Copy out every line below that contains the string "white". Case counts.

Stored data.
++++++++++

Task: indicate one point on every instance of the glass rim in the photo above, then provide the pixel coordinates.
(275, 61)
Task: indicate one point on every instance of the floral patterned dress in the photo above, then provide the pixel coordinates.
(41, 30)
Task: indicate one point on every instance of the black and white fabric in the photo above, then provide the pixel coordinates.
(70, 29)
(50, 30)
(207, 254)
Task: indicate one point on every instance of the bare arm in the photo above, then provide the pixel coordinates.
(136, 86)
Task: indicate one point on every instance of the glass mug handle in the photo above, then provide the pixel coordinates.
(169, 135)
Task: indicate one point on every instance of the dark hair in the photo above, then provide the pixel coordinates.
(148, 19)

++++++++++

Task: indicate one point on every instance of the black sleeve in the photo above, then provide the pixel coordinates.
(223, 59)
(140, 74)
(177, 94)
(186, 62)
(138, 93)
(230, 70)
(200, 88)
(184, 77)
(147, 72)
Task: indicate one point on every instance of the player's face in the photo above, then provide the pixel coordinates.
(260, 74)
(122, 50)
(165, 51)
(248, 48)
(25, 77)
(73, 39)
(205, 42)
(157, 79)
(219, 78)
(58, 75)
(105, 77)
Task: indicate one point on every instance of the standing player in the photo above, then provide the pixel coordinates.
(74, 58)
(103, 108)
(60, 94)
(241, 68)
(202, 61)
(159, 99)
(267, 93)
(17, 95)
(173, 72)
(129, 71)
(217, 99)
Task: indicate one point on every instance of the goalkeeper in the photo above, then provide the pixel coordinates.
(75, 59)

++++++++++

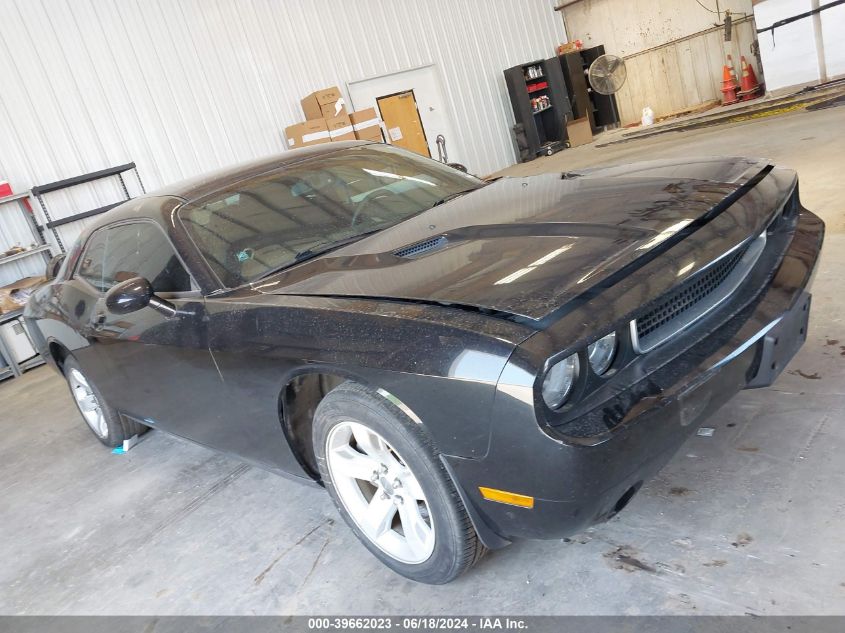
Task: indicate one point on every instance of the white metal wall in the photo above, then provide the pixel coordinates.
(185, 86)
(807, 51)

++++++++++

Completed exercise.
Task: indicate one point on every instance of the black and white fabric in the photo above, then provide the pixel coordinates.
Task: indicate one point on every instance of the white metal wall in the photo above, then provide the pixel coordinates.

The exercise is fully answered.